— start of DATASET RECORDS —

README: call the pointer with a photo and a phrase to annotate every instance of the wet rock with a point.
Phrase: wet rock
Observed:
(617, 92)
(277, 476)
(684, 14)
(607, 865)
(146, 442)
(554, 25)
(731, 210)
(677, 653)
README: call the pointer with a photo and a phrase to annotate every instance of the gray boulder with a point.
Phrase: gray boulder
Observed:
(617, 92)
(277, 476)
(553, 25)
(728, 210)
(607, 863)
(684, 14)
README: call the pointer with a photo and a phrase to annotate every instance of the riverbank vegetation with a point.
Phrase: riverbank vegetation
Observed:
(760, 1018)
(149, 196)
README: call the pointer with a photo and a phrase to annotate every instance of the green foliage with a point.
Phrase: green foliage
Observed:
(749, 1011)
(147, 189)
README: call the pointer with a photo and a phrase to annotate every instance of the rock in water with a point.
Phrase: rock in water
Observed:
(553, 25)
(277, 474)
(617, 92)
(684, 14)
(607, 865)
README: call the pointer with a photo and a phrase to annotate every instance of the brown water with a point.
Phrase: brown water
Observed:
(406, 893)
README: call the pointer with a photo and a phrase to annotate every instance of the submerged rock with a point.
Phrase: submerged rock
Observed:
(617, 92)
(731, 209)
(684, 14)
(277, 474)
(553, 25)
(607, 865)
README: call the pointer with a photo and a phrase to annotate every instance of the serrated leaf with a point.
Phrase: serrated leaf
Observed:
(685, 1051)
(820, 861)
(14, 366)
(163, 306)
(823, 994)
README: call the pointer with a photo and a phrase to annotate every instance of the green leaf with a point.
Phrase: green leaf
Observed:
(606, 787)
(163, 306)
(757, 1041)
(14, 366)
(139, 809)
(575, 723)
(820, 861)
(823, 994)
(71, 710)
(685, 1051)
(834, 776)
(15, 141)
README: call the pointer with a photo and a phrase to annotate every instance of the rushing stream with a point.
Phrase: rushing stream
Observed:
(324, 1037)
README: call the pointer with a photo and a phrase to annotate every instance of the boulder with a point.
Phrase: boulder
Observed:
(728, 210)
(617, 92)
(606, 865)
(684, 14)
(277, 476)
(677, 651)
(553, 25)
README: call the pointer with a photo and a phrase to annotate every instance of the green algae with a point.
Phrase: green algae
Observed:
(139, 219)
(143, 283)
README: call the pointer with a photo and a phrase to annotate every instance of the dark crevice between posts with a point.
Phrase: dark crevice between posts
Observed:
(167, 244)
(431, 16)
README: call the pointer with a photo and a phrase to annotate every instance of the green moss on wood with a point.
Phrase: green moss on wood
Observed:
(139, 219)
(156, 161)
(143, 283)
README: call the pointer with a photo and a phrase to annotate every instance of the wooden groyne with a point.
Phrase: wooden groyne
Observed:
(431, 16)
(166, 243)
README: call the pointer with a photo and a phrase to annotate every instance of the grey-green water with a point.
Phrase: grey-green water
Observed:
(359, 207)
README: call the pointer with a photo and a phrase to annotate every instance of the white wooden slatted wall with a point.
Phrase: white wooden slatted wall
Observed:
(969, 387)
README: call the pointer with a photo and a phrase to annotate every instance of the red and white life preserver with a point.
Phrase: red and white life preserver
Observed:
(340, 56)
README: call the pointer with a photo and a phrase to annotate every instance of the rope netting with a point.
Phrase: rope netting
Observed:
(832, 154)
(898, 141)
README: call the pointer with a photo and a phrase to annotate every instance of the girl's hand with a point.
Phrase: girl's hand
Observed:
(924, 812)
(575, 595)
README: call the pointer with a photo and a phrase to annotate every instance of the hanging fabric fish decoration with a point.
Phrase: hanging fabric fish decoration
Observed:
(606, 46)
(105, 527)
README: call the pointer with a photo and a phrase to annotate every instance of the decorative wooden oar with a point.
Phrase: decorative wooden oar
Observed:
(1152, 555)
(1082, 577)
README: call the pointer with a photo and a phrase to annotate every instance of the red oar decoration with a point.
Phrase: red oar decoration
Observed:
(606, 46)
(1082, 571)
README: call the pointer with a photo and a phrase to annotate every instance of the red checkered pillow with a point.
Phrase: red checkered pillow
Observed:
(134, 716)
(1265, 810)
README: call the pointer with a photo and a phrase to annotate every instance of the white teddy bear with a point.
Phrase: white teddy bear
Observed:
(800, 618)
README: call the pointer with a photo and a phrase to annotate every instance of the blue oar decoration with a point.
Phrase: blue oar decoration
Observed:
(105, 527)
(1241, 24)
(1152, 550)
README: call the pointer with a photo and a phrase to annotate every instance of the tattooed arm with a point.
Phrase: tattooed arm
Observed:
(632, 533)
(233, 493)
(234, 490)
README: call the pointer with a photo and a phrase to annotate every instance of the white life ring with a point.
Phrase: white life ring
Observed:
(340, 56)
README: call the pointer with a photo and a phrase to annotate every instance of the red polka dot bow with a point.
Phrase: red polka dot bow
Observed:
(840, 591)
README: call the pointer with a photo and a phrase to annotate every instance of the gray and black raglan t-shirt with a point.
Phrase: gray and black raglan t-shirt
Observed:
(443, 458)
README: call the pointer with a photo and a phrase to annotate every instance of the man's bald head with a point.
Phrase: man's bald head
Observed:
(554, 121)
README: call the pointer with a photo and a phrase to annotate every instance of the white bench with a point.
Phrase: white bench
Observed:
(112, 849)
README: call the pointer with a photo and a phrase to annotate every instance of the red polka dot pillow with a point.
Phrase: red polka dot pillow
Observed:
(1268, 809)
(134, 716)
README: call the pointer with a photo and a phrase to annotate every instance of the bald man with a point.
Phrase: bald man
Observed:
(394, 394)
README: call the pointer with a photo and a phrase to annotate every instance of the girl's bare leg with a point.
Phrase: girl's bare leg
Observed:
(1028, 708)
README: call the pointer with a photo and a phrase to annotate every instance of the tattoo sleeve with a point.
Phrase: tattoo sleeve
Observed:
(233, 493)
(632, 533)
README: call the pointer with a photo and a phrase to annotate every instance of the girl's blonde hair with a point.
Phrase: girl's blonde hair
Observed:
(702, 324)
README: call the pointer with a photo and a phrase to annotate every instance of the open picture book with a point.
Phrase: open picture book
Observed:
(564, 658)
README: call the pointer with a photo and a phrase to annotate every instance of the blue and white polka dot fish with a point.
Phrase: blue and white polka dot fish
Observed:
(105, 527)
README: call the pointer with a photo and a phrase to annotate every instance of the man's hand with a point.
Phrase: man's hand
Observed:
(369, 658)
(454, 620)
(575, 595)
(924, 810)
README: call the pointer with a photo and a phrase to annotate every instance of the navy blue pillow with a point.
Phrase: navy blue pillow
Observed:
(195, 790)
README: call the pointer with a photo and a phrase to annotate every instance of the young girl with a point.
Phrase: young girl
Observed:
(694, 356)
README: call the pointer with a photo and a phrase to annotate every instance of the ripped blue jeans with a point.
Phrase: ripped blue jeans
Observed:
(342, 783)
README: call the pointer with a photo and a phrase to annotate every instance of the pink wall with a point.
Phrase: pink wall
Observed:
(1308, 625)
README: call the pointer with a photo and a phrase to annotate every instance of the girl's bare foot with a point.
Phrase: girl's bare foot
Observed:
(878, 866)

— end of DATASET RECORDS —

--- PROBLEM DESCRIPTION ---
Pull out every line from the one with "man with a point." to the end of the listing, and output only those.

--- WRITTEN ANSWER ---
README: call the pointer with a photo and a phrase to annotate every instance of the bald man with a point.
Phrase: bald man
Observed:
(394, 394)
README: call the pointer with a photo and a phrase to annotate every instance of the girl's bare leg with a point.
Phrase: girl's bare leg
Observed:
(1028, 708)
README: call the pointer with a photo and a phrase to annotate every instance of the tattoo sleeve with a point.
Phrase: tattoo sleeve
Observed:
(233, 493)
(632, 533)
README: call the pointer with a photo and a phrase to annotate every instance of the girl's blonde hair with a point.
Phrase: girl's blonde hair
Observed:
(702, 324)
README: call the pointer with a photo and a phrase to annotate every instance of the open picture book with a point.
Phrase: open picture book
Observed:
(564, 658)
README: call the pointer with a photo and a phrase to annotate every instance of the blue and white polka dot fish with a point.
Phrase: blue and white polka dot fish
Observed:
(105, 527)
README: call the pointer with a photo and a phrase to annotate every instance of the man's hand with a point.
Phrase: man's hand
Observed:
(369, 658)
(454, 620)
(575, 595)
(924, 810)
README: call the pointer with a photo and a phrase to annotate every instance of the navy blue pillow with a point.
Phrase: navy blue pillow
Observed:
(195, 790)
README: call the pointer with a photo and a phrase to annotate every instance of the young girl with a point.
Phrase: young girl
Observed:
(694, 356)
README: call the pointer with a photo and a phrase to annotate every instance of the ripped blue jeans with a point.
Phrase: ripped blue jeans
Observed:
(342, 783)
README: call the pointer with a photo and a phrase to annotate every instance of the pink wall with a point.
Phrase: pink wall
Observed:
(1308, 625)
README: call the pointer with a photo and a phrase to annotate every instance of the girl's bare foot with a point.
Phrase: girl's bare foot
Observed:
(878, 866)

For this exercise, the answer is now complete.